__Recorded data__

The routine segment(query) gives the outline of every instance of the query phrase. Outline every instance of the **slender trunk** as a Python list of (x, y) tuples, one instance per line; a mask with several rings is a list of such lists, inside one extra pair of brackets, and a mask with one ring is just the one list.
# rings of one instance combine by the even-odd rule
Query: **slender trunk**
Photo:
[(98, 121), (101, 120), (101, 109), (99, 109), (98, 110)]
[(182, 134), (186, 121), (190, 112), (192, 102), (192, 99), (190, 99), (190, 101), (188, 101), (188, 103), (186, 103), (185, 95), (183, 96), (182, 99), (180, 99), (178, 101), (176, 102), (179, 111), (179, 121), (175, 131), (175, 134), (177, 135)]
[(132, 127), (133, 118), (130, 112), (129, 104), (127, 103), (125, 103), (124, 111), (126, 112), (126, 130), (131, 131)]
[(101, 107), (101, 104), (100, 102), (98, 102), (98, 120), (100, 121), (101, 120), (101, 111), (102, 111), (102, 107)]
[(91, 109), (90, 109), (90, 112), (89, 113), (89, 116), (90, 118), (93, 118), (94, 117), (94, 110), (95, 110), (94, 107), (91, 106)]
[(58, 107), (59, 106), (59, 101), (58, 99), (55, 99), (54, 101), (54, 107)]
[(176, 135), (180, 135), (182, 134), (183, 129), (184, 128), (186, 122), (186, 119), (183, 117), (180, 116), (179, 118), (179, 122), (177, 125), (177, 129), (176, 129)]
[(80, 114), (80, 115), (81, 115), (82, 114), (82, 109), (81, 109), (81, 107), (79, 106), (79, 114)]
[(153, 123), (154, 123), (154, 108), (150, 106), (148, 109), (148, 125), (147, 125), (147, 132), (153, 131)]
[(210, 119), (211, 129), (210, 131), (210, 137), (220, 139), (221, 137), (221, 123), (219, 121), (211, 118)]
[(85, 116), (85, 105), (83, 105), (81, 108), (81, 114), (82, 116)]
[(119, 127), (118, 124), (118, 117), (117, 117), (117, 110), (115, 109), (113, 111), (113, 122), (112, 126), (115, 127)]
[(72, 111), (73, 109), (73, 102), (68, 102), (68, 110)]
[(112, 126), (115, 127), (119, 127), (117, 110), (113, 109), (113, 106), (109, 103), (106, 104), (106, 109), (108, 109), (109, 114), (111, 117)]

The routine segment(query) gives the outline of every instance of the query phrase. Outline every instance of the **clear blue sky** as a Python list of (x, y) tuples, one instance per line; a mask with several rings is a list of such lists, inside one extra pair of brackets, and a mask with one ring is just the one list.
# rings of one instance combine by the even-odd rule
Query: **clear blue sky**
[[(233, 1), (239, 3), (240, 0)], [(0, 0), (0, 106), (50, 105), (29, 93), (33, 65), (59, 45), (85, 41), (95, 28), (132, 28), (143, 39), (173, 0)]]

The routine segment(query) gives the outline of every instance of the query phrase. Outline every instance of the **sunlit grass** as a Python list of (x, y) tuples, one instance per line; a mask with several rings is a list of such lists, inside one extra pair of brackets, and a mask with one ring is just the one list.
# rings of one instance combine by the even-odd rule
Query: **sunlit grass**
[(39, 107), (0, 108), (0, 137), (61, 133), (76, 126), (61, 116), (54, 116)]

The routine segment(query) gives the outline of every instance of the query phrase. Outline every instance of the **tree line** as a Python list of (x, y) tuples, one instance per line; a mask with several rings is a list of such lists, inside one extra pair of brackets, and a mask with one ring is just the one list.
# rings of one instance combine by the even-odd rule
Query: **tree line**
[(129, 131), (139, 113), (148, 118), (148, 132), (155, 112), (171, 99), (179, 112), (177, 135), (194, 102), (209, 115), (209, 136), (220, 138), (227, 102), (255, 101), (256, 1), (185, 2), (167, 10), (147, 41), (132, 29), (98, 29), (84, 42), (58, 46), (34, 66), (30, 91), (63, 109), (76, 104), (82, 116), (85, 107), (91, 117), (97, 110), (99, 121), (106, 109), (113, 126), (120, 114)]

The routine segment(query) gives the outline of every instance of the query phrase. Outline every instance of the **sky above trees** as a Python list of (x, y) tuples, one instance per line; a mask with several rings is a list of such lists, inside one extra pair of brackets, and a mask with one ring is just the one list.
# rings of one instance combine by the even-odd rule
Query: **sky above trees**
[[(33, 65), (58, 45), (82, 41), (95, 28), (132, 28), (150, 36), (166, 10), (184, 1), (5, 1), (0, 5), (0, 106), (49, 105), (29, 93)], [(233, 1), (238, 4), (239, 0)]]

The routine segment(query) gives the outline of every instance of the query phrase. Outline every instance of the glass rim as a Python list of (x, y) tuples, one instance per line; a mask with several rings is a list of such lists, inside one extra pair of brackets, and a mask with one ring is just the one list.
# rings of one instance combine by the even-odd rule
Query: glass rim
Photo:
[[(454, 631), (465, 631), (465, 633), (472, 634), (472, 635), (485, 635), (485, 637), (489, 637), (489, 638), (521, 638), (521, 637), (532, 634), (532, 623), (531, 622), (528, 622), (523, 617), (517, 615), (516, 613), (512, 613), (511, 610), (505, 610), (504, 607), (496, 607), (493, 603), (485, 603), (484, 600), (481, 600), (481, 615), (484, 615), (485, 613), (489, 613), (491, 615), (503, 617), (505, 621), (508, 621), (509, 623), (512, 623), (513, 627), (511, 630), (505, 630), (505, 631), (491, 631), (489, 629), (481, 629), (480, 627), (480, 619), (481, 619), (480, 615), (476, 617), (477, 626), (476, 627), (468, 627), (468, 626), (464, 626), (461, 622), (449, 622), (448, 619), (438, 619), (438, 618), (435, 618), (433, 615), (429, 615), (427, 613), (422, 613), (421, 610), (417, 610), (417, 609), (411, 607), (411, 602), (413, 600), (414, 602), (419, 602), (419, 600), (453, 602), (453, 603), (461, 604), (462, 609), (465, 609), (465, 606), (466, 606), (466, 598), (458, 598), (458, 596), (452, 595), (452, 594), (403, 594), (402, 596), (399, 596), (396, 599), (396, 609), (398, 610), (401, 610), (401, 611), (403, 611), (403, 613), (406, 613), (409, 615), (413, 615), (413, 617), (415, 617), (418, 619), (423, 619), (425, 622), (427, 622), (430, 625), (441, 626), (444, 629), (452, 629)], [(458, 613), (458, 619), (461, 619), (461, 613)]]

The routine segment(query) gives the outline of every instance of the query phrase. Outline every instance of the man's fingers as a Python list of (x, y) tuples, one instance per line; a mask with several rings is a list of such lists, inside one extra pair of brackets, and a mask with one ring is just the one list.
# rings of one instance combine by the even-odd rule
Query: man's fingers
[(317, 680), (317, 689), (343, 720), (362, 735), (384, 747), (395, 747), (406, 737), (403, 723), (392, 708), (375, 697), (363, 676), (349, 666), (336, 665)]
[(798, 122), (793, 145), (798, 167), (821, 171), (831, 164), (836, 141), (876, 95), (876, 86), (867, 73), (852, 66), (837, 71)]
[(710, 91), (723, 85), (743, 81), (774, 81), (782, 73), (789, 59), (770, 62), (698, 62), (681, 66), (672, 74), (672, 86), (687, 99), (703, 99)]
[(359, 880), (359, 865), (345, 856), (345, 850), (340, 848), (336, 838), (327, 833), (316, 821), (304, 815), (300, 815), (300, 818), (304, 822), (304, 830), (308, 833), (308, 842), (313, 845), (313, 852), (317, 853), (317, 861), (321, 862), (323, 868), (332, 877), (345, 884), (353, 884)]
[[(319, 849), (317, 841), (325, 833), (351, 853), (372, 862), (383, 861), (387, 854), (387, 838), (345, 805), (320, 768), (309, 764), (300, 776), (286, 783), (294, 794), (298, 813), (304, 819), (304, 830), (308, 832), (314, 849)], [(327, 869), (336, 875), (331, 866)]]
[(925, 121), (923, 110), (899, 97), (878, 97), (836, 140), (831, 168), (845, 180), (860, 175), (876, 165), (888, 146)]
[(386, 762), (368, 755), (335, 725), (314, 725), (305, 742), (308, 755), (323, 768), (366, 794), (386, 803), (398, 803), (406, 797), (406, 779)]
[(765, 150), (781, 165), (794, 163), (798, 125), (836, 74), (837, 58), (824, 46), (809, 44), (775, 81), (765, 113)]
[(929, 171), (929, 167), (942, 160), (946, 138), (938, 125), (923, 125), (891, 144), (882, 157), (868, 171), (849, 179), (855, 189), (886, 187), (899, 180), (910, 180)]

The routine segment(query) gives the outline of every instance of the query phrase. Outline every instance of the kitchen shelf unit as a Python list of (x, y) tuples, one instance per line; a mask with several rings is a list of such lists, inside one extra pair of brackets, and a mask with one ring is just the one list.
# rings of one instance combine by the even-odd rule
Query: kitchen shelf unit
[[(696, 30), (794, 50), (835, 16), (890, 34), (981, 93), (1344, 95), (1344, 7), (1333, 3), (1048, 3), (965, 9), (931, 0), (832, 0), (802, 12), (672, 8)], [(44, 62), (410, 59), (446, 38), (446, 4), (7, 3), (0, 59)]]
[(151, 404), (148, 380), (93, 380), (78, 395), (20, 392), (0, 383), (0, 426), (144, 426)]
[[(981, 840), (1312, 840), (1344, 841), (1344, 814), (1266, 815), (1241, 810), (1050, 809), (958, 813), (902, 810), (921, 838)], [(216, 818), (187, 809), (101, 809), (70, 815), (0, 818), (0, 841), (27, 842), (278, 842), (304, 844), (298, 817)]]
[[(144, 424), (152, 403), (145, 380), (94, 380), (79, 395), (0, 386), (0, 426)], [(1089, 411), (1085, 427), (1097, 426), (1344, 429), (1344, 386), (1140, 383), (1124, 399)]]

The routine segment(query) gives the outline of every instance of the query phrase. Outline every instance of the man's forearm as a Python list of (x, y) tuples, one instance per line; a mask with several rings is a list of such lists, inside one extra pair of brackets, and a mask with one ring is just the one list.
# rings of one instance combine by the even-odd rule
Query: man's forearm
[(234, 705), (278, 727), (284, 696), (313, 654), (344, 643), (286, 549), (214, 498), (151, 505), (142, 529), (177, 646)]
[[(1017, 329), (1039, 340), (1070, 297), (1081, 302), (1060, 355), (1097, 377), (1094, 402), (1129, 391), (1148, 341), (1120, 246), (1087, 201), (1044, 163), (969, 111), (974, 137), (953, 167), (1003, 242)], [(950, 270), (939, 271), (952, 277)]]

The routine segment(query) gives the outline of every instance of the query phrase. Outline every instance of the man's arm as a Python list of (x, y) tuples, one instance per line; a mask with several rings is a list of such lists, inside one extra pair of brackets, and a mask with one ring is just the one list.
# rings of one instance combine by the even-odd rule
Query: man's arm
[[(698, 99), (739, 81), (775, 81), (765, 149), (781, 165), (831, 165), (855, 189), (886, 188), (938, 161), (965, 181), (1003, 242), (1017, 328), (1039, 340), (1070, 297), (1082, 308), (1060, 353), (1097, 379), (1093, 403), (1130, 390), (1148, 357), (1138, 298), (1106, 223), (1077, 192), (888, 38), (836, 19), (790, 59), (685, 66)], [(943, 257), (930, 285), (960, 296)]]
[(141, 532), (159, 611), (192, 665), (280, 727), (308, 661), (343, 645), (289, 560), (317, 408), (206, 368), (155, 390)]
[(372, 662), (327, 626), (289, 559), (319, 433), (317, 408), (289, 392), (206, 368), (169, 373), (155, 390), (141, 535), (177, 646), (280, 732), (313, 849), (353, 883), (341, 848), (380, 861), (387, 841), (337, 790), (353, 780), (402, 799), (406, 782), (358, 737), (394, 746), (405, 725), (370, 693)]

__Goal__
Lay out the part of the records that opens with the line containing "of the **sky" and closes with the line containing "4), (239, 0)]]", both ends included, as a Markdown table. Use the columns Row and Line, number each row, and leave out blank lines.

__Finished exercise__
| Row | Line |
|---|---|
| 1 | The routine segment(query) gives the outline of every instance of the query phrase. Outline every instance of the **sky above trees** as a Python list of (x, y) tuples, one instance per line; a mask with several rings is a list of such lists, inside one extra pair of brackets, and a mask with one ring is just the one list. |
| 2 | # rings of one instance combine by the even-odd rule |
| 3 | Query: **sky above trees** |
| 4 | [[(33, 65), (58, 45), (82, 41), (95, 28), (132, 28), (150, 36), (166, 10), (184, 1), (5, 1), (0, 5), (0, 106), (49, 105), (29, 93)], [(233, 1), (238, 4), (239, 0)]] |